Zu erledigende Aufgaben ::
a: Geben Sie den Absatz aus dem Textauszug zu Agent Washing, der mit „Agenten gelten als nächste große Entwicklungsstufe“ beginnt, als knappe Stichpunktliste wieder. Die zentralen Fakten müssen erhalten bleiben.
b: Schreiben Sie den Textauszug zu Agent Washing im Anschluss an seinen letzten Satz weiter.

Immer mehr Anbieter machen aus simplen Chatbots angeblich smarte KI-Agenten. Doch von Tausenden getesteten Tools erfüllen nur 130 die nötigen Kriterien.

Du hast sicher schon mal von Begriffen wie „Greenwashing“ oder „AI-Washing“ gehört. Jetzt gibt’s einen neuen Begriff, der in der KI-Welt gerade die Runde macht: Agent Washing. Dieses „Agent Washing“ untergräbt das Vertrauen in echte Innovation – und könnte bis 2027 dafür sorgen, dass 40 % der KI-Agent-Projekte scheitern. Für Unternehmen heißt das: Wer auf falsche Versprechen reinfällt, geht ein echtes Risiko ein.

Das Prinzip ist bekannt: Unternehmen springen auf den Hype auf und bezeichnen alles Mögliche als „KI-Agent“, was bei genauem Hinsehen gar keiner ist. Gartner warnt in einem aktuellen Bericht genau davor: Nur 130 von mehreren Tausend getesteten KI-Produkten verfügen wirklich über die Fähigkeiten, die einen Agenten ausmachen.

Was sind eigentlich KI-Agenten – und was nicht?

Agenten gelten als nächste große Entwicklungsstufe in der KI. Sie sollen nicht nur wie ein Chatbot Informationen verarbeiten oder Texte generieren können, sondern selbstständig handeln, planen und entscheiden. Dafür müssen sie mit anderen Systemen kommunizieren können – etwa über APIs oder durch selbst geschriebenen Code.

Ein echter Agent kann also komplexe Aufgaben über einen längeren Zeitraum hinweg erledigen, ohne dass Du jeden Schritt manuell vorgeben musst.

Das Problem: Viele Anbieter verkaufen Dir einfache Automatisierung oder klassische LLM-Tools (Large Language Models), die auf den ersten Blick smart wirken, aber keine echten Agenten sind. Und genau das ist Agent Washing.

Eingabedaten ::
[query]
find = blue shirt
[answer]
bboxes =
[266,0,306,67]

Lösungen ::
a:
- KI-Agenten gelten als nächste große Entwicklungsstufe der KI.
- Anders als ein Chatbot sollen sie nicht nur Informationen verarbeiten oder Texte generieren. Sie sollen selbstständig handeln, planen und entscheiden.
- Dafür müssen sie mit anderen Systemen kommunizieren können, etwa über APIs oder durch selbst geschriebenen Code.

b:
Wie erkennst Du den Unterschied?

Wenn Du nicht weißt, worauf es bei einem Agenten ankommt, kannst Du leicht auf irreführende Begriffe reinfallen. Natürlich wird das Wort „Agent“ in vielen Kontexten verwendet – das macht es schwierig, aber umso wichtiger, genauer hinzusehen.

Zum Beispiel

  • Viele sogenannte KI-Kundendienstmitarbeiter sind nichts weiter als einfache Chatbots. Sie geben Tipps oder leiten an Menschen weiter – echte Autonomie? Fehlanzeige.

  • Auch RPA-Systeme (Robotic Process Automation), die vorgefertigte Schrittfolgen abarbeiten, werden oft fälschlich als „agentisch“ beworben. Dabei fehlt ihnen jede Fähigkeit zur Planung oder Entscheidung.

  • Manche LLMs können zwar auf externe Systeme zugreifen – aber nur, wenn Du ihnen genau sagst, was sie tun sollen. Ein echter Agent erkennt selbst, was zu tun ist – auch bei unbekannten APIs oder neuen Aufgaben.

Und dann gibt’s Tools, die behaupten, Agenten zu sein, weil sie mehrere KI-Modelle oder Automatisierungssysteme verbinden. Auch hier gilt: Nur weil verschiedene Komponenten orchestriert werden, heißt das nicht, dass die Lösung auch wirklich selbstständig plant, entscheidet und handelt.

Ein Beispiel aus der Praxis

Stell Dir zwei Systeme vor

  • System A: Ein klassischer Chatbot, der Dir auf Anfrage eine E-Mail formuliert.

  • System B: Ein echter Agent, der selbst erkennt, dass Marketing-Mails nötig sind, Zielgruppen auswählt, die E-Mails schreibt, versendet, Reaktionen analysiert und daraufhin automatisch Folge-Mails erstellt – ohne dass Du eingreifen musst.

Oder im E-Commerce

  • Der Chatbot findet passende Produkte.

  • Der Agent vergleicht Preise auf mehreren Plattformen, wählt das beste Angebot aus, kauft das Produkt und bezahlt es für Dich.

Siehst Du den Unterschied? 

Warum ist das so problematisch?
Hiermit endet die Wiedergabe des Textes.